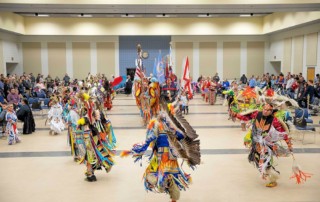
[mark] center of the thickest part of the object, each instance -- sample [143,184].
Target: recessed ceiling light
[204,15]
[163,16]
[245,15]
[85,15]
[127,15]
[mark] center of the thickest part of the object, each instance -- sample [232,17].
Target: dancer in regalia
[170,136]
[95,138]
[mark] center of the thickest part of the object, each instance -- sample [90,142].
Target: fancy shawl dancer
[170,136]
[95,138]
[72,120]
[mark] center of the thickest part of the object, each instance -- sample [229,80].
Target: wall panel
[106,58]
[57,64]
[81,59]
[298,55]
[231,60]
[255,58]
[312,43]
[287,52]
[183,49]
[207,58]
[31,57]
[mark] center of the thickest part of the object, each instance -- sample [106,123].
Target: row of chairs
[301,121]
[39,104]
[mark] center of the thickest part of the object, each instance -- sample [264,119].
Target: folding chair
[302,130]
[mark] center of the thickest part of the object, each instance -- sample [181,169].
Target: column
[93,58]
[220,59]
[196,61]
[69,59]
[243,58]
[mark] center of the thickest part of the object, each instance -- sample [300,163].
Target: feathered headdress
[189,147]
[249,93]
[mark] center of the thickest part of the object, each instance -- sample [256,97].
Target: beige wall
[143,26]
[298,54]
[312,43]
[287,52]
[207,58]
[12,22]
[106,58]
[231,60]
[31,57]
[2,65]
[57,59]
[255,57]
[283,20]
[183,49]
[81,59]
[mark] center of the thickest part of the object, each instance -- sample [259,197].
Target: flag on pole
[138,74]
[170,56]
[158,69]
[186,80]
_ _ _
= What is needed =
Take the lines from the one containing "-- sample [106,123]." to the last line of the material above and write them out exactly.

= Task solution =
[mark] center of the thickest part of the object, each instance -- sample [106,123].
Target: row of chairs
[301,121]
[39,104]
[mark] center of the thickest part of the object, each instance -- sample [264,119].
Target: folding chair
[302,130]
[mark] center of the thickest part of the object, each instance -- sample [181,169].
Target: column
[93,58]
[220,59]
[196,61]
[69,59]
[243,58]
[mark] center of the thickest part of the object, each instance -- sample [300,163].
Target: feathered headdress
[189,147]
[249,93]
[mark] center of the thickest part of the object, each instance -- sample [256,97].
Target: beige wall
[143,26]
[298,54]
[312,43]
[287,52]
[207,58]
[12,22]
[106,58]
[231,60]
[31,57]
[2,65]
[57,59]
[255,57]
[283,20]
[183,49]
[81,59]
[mark] center of the thickest part of the object, each instance -- sample [259,197].
Target: flag on pole
[138,74]
[170,56]
[158,69]
[186,80]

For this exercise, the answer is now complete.